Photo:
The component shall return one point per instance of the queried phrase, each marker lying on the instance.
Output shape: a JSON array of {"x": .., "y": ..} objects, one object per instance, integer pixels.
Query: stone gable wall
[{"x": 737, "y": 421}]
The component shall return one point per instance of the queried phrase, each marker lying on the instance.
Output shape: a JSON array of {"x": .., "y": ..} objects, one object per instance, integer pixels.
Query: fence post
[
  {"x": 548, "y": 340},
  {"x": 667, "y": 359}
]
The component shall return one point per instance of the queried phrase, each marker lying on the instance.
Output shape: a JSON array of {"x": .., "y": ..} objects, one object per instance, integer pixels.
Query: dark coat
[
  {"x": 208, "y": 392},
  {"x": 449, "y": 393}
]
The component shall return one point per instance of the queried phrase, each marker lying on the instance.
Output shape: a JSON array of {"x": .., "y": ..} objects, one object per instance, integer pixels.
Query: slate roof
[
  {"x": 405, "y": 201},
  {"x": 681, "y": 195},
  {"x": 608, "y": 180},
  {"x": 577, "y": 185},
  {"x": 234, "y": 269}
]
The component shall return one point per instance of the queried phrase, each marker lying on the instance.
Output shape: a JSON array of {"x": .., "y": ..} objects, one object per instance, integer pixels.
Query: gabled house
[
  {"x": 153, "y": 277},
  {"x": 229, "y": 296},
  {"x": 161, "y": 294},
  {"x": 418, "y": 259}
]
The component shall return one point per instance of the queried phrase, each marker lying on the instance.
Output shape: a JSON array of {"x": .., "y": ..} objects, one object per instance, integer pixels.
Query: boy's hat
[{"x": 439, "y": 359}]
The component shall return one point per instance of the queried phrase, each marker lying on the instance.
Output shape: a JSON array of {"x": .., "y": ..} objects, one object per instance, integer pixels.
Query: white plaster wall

====

For each record above, write it out again exactly.

Finished exercise
Photo:
The component shall return one point per instance of the queried phrase, each marker lying on the instance.
Output shape: a JSON array of {"x": .., "y": ..} objects, one object per instance, integer pixels.
Query: stone gable wall
[{"x": 737, "y": 421}]
The component shall return one point per instance of the queried phrase, each marker lying on the instance.
Output shape: a JSON array of {"x": .., "y": ..} objects, one object per instance, integer pixels.
Query: fence post
[
  {"x": 548, "y": 340},
  {"x": 667, "y": 359}
]
The component shall return one point per instance of the queried phrase, each marker lying on the instance.
Output shape: a JSON array of {"x": .., "y": ..} objects, one object per instance, integer pixels.
Query: dark coat
[
  {"x": 208, "y": 392},
  {"x": 449, "y": 393}
]
The component shall return one point per instance of the queried phrase, each marker lying on the instance.
Output shape: a JSON array of {"x": .., "y": ..} objects, one object per instance, integer pixels.
Query: slate roof
[
  {"x": 405, "y": 201},
  {"x": 681, "y": 195},
  {"x": 608, "y": 180},
  {"x": 577, "y": 185},
  {"x": 234, "y": 269}
]
The component shall return one point per instance of the queried phrase, each marker lying on the instance.
Output shape: a JSON array of {"x": .., "y": ..} objects, one object per instance, integer pixels.
Query: gabled house
[
  {"x": 153, "y": 277},
  {"x": 229, "y": 296},
  {"x": 161, "y": 294},
  {"x": 418, "y": 259}
]
The component shall return one point per instance of the queried phrase, each marker lying on the instance.
Output shape: a JSON array of {"x": .., "y": ..} objects, one object per instance, integer pixels.
Query: boy's hat
[{"x": 439, "y": 359}]
The component shall return one point per instance of the queried phrase, each marker lying on the instance.
Output shape: a JSON array of {"x": .., "y": ..} objects, one object per instance, integer pixels.
Query: white plaster wall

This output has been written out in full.